:: ENTRIES SUPPLIED ::

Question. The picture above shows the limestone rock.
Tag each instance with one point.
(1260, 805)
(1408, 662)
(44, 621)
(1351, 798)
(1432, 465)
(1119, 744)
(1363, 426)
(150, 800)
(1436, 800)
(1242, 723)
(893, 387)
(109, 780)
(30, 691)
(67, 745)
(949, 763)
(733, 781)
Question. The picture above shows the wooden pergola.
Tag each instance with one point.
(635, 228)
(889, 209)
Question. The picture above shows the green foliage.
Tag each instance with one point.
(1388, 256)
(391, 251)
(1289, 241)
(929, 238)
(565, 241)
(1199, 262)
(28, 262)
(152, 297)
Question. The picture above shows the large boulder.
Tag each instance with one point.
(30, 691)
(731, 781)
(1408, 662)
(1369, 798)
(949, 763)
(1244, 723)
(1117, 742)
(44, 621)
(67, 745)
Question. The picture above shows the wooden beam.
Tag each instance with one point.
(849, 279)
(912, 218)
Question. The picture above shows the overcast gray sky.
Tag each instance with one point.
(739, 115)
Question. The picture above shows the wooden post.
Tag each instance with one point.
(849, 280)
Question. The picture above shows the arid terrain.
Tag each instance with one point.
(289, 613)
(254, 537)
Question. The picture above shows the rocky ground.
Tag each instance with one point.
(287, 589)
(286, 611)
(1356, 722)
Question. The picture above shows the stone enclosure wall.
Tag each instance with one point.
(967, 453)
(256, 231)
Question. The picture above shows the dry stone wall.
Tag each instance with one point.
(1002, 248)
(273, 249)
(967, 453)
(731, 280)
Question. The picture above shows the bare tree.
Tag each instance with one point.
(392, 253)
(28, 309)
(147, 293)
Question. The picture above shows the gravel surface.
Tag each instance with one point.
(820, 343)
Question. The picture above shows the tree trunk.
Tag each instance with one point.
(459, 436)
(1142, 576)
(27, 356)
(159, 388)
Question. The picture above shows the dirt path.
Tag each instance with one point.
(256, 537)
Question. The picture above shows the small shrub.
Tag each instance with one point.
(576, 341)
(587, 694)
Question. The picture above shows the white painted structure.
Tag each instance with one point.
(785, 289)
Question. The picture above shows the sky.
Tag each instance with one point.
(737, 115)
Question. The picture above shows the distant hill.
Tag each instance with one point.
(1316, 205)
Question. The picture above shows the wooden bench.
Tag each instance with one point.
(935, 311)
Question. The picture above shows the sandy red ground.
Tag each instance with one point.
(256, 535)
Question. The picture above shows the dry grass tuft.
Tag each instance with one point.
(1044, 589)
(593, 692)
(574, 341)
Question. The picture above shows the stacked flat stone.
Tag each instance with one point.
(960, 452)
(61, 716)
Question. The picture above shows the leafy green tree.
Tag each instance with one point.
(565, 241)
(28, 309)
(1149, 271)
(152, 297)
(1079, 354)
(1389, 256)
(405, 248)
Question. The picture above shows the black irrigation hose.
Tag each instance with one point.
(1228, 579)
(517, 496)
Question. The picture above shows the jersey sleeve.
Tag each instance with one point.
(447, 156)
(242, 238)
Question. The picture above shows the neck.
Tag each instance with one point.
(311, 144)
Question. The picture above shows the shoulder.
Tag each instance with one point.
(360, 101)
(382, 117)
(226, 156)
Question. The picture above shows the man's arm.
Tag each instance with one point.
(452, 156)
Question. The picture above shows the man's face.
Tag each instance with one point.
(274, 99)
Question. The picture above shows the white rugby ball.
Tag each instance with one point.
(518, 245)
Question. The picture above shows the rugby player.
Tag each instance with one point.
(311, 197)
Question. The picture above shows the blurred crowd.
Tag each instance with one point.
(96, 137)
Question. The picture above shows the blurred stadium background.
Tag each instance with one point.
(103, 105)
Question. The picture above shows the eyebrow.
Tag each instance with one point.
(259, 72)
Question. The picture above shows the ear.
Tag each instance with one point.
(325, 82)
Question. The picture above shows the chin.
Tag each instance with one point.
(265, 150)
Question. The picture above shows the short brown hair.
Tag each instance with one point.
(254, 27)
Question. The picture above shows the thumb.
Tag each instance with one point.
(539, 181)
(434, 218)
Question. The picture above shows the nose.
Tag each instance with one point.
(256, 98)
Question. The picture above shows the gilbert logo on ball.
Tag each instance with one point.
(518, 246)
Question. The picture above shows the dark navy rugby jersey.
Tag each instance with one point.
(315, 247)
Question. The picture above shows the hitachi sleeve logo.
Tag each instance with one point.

:::

* _DO THIS_: Reproduce every one of the items above verbatim, without changing, omitting, or adding any line.

* _THE COMPLETED TASK_:
Question. The picture above shows the limestone rock.
Tag each instance with one point.
(1260, 805)
(1408, 662)
(44, 621)
(1351, 798)
(1432, 465)
(1119, 744)
(1363, 426)
(150, 800)
(1436, 800)
(1242, 723)
(893, 387)
(109, 780)
(30, 691)
(67, 745)
(949, 763)
(733, 781)
Question. The picture above shows the wooden pergola.
Tag each instance with one point.
(635, 228)
(889, 209)
Question. The picture above shows the green foliage.
Tag each instance with one point.
(1388, 256)
(391, 251)
(1289, 241)
(929, 238)
(565, 241)
(1199, 262)
(28, 262)
(152, 297)
Question. The picture above shows the large boulder.
Tag each instance with one point.
(30, 691)
(731, 781)
(1408, 662)
(1369, 798)
(949, 763)
(1244, 723)
(1117, 742)
(44, 621)
(67, 745)
Question. The picture above shows the wooden beam.
Tag each instance with one point.
(849, 279)
(912, 218)
Question. The picture above shows the overcast gray sky.
Tag each instance with one point.
(739, 115)
Question. The picture above shows the wooden post.
Tag each instance with one point.
(849, 280)
Question. The picture above shows the arid terrain.
Tag each instance with one point.
(289, 613)
(254, 537)
Question. The picture above shows the rocky ground.
Tag each instance with one point.
(287, 589)
(286, 611)
(1356, 722)
Question. The picture above shows the stone enclosure wall.
Tag each instance with one point.
(967, 453)
(256, 231)
Question. The picture above shows the dry stone wall.
Tag each instance with one point.
(1002, 248)
(273, 249)
(967, 453)
(731, 280)
Question. The picture above shows the bare tree.
Tag each instance with one point.
(392, 253)
(28, 309)
(147, 293)
Question. The picture above shows the gravel surface.
Tag each instance with one point.
(820, 343)
Question. The picture above shows the tree trunk.
Tag each instance with one point.
(459, 436)
(1142, 576)
(27, 356)
(159, 388)
Question. The picture above shows the dirt path.
Tag each instance with one point.
(256, 537)
Question. The picture above shows the small shrub.
Tag each instance with one point.
(576, 341)
(587, 694)
Question. The picture above shows the white painted structure.
Tag each instance with one point.
(785, 289)
Question. The picture above shows the sky.
Tag each instance with one point.
(737, 115)
Question. The picture above shows the distant hill.
Tag each instance with one point.
(1316, 205)
Question. The picture above shows the wooden bench.
Tag each instance with one point.
(935, 311)
Question. The picture above shows the sandy red ground.
Tag each instance with one point.
(256, 535)
Question. The picture above shows the dry grass tuft.
Tag each instance with one point.
(1044, 589)
(593, 692)
(574, 341)
Question. The picture above shows the stacked flat stone.
Tag each instance with one point.
(960, 452)
(61, 716)
Question. The picture above shows the leafy green tree.
Tag each instance with one point.
(565, 241)
(28, 309)
(1149, 271)
(152, 297)
(1079, 354)
(1389, 256)
(405, 248)
Question. The picture above shows the black irrigation hose.
Tag each instance with one point.
(1228, 579)
(517, 496)
Question. The picture above shows the jersey sleeve.
Tag each instance with one point.
(447, 156)
(242, 238)
Question. The picture above shows the neck.
Tag each instance with one point.
(311, 144)
Question. The picture above shows the shoulder.
Tag each instance with one point.
(360, 101)
(382, 117)
(226, 156)
Question. The picture above shows the man's arm.
Tag each instance with one point.
(452, 156)
Question. The picture above shows the man's face.
Tag each instance with one point.
(274, 99)
Question. The picture above shows the white rugby ball.
Tag each instance with one point.
(518, 245)
Question. The picture above shows the rugby player.
Tag each instance with one point.
(311, 197)
Question. The picture above shows the blurred crowd.
Tag each instance with one point.
(96, 137)
Question. The picture above shows the blurred stadium background.
Tag each instance with one point.
(103, 105)
Question. The picture above shows the eyebrow.
Tag each instance with one point.
(259, 72)
Question. The picture above shows the ear.
Tag each instance with one point.
(325, 82)
Question. The picture above shows the chin.
Tag each instance with one point.
(265, 150)
Question. The picture above shows the short brown hair.
Tag each instance with one point.
(254, 27)
Question. The picture above shows the thumb.
Tag each instance with one point.
(539, 181)
(434, 218)
Question. The picture above shows the nose.
Tag each instance with one point.
(256, 98)
Question. The picture above shows the gilbert logo on ball.
Tag each instance with one point.
(518, 246)
Question. The picture above shows the dark navy rugby jersey.
Tag each instance with one point.
(315, 247)
Question. The picture above shows the hitachi sleeve logo.
Tag each instance with one point.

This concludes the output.